_Problem to work on:_
Print every line of the listing below verbatim, preserving each character, space, and bracket without alteration.

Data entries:
* * * * * * *
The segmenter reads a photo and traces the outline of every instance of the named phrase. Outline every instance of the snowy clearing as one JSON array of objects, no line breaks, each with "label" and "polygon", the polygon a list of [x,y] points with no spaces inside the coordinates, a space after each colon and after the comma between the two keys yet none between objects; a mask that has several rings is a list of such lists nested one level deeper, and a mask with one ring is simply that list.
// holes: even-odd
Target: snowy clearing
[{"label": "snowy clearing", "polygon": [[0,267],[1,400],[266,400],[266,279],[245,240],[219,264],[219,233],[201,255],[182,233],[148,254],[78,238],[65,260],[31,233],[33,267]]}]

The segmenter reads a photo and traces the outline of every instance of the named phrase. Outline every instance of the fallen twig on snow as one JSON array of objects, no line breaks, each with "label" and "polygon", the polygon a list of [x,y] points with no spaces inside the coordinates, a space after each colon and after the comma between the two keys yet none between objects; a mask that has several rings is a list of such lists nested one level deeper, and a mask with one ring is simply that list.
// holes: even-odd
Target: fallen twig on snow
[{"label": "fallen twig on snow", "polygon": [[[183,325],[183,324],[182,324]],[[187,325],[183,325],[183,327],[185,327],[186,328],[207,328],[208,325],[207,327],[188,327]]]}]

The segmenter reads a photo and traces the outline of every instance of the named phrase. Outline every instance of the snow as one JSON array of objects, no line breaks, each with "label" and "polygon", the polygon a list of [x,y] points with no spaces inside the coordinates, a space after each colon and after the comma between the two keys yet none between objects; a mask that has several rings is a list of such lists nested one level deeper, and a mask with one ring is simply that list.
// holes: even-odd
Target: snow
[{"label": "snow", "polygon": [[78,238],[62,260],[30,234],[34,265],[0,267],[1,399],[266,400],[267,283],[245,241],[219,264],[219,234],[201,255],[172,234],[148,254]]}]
* * * * * * *
_Finished exercise:_
The segmenter reads a photo and traces the outline of every instance of the named phrase. Outline every instance of the snowy clearing as one JSON array of objects, no line breaks, each with "label" and "polygon", the polygon a list of [x,y] points with no spaces inside the coordinates, a space after each colon and after the comma between the two keys yet none between objects; a mask that has several rings is a list of such lists nested one level deeper, and a mask with one ring is simply that list.
// holes: even-odd
Target: snowy clearing
[{"label": "snowy clearing", "polygon": [[0,267],[1,400],[266,400],[266,279],[245,240],[219,264],[219,233],[201,255],[182,233],[148,254],[78,238],[65,260],[31,233],[33,267]]}]

The segmenter reads a photo and traces the outline of every instance of the named phrase. Outline every instance of the fallen twig on snow as one JSON array of objects, no line breaks, each with "label" and "polygon", the polygon a list of [x,y] points with no spaces inside the coordinates, a space after each colon and after the comma between the two keys yet none between objects; a mask that has several rings is a list of such lists nested one level deeper, and a mask with one ring is simply that list.
// holes: even-odd
Target: fallen twig on snow
[{"label": "fallen twig on snow", "polygon": [[[183,325],[183,324],[182,324]],[[187,325],[183,325],[183,327],[185,327],[186,328],[207,328],[208,325],[207,327],[188,327]]]}]

The segmenter reads a photo and traces the outline of every instance of the named phrase. Outline every instance of the snow as one JSON array of objects, no line breaks, each with "label" and "polygon", the polygon a list of [x,y] points with no spaces inside the coordinates, a space after each colon and after the comma between the two keys yet none between objects; a mask that has several rings is a list of such lists nested one level deeper, and a mask with one ring is simply that list.
// holes: even-odd
Target: snow
[{"label": "snow", "polygon": [[78,238],[62,260],[30,234],[34,265],[0,267],[1,399],[266,400],[267,283],[245,241],[219,264],[219,234],[201,255],[172,234],[148,254]]}]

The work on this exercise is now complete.